**PROMPT 1**
In the Huffman Cadet thread, who does OldRider say the bike was likely badged for?
**PROMPT 2**
Continue the Huffman Cadet thread from the point where it stops.

**DOCUMENT EXCERPT**
# 1941 Huffman Cadet



## Real Steel (Mar 16, 2013)

*1941 Huffman*

Google comes up with zero results for a Huffman Cadet bike.  The whole experience shoots down what I thought was a sure thing..."if something exists, then the internet contains something about it".  So I thought.

Yet, the bike stands here in front of me.  Its clearly unrestored and in darn nice shape, it has a killer patina, and it says 'Cadet' on the badge.  

I'm turning to the members of The Cabe in hopes of reconnecting the past with this bike.  Does someone know who sold 1941 Huffman built bikes under the name 'Cadet'?  I hope there is an expert out there that can help.  

I really appreciate your help!


----------



## THEGOLDENGREEK (Mar 16, 2013)

Very nice bike, im not good with info on this bike but i think a mounth ago someone found one of these bikes as well and posted it up as well . Best of luck and im sure someone on here will help you info for sure!!!


----------



## OldRider (Mar 16, 2013)

Talking to Scott S., our resident Huffman guru he says it was likely badged for a small Mom & Pop hardware store somewhere. In those days if you ordered a certain number of bikes you could get your own badge made up........in the end the customer is always right  Most definitely not a run of the mill common badge.


----------



## tripple3 (Mar 17, 2013)

*Cadet*

I like it! If you decide to sell it please consider a PM to me. Thanks, Mark


----------



## SirMike1983 (Mar 17, 2013)

Location identification entries

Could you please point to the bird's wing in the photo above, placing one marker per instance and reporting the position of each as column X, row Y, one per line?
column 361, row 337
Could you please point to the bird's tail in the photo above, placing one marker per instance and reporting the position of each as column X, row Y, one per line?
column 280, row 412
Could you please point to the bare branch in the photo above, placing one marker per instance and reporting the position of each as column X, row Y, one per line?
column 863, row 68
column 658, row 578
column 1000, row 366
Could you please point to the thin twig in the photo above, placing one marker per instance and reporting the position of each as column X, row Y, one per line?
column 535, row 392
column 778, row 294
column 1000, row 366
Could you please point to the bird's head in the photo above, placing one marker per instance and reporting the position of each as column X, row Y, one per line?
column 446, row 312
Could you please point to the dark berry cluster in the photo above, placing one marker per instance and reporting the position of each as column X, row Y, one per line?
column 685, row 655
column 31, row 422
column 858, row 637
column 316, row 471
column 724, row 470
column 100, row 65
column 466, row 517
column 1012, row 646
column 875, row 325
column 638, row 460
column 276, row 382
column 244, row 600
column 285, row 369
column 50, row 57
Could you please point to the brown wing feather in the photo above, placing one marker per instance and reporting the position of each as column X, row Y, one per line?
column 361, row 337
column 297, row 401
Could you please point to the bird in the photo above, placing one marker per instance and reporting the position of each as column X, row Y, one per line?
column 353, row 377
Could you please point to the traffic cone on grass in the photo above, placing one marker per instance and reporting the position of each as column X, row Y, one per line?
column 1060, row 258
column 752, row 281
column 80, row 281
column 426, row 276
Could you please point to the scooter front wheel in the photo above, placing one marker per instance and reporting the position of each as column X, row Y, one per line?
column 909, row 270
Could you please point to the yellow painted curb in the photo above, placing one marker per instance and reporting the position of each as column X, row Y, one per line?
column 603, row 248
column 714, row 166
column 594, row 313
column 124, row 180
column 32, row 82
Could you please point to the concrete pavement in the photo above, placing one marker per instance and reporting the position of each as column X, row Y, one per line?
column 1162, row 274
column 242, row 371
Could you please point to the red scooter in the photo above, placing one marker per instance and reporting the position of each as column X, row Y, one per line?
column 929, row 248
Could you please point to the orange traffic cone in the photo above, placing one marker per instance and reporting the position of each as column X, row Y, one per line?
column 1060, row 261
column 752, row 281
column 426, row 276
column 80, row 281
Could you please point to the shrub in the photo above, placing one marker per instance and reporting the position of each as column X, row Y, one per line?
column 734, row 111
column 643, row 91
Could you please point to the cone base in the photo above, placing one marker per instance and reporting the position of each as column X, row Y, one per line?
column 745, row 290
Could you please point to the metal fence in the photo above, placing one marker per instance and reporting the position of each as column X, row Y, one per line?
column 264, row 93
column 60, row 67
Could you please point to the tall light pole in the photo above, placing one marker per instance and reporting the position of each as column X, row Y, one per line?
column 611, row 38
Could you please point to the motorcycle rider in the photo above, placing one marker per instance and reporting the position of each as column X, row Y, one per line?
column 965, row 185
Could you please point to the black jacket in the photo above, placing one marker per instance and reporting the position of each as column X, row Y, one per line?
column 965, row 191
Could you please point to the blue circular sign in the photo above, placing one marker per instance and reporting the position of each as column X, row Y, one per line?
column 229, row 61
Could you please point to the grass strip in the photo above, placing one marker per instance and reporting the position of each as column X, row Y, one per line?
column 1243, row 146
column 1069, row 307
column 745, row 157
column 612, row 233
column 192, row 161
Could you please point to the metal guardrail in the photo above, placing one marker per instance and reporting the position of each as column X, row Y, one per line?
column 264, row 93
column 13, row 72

**EXERCISE RESULT 1**
A small Mom & Pop hardware store somewhere.

**EXERCISE RESULT 2**
OldRider said:


> Talking to Scott S., our resident Huffman guru he says it was likely badged for a small Mom & Pop hardware store somewhere. In those days if you ordered a certain number of bikes you could get your own badge made up........in the end the customer is always right  Most definitely not a run of the mill common badge.




That makes some sense- Cadet would be a pretty generic name and difficult to Trademark or associate with a particular brand. There are Cadet bikes from other brands, Cadet bike speedometers, etc. On the other hand, a local jobber might not care about that if they had a particular name or design the liked.

Nice, clean bike.


----------



## bike (Mar 17, 2013)

*what is pictured next to it in the first picture?*

Hmmmmmmmmmmmmmmmm??


----------



## Real Steel (Mar 17, 2013)

bike said:


> Hmmmmmmmmmmmmmmmm??




Pictured next to the Huffman is a 1931 Auburn Cabriolet.  For me, old cars came before old bikes.  This particular car actually belongs to my boss.  It's uncanny how the Huffman and Auburn paint jobs compliment each other.


----------



## Real Steel (Mar 17, 2013)

SirMike1983 said:


> That makes some sense- Cadet would be a pretty generic name and difficult to Trademark or associate with a particular brand. There are Cadet bikes from other brands, Cadet bike speedometers, etc. On the other hand, a local jobber might not care about that if they had a particular name or design the liked.
> 
> Nice, clean bike.




I think the 'Cadet' name was used with bikes from Higgins, Hawthorne, and Colson.  I hope the Cadet name is not so generic that I'll never find out who actually sold this bike in 1941.


----------



## tripple3 (Sep 27, 2014)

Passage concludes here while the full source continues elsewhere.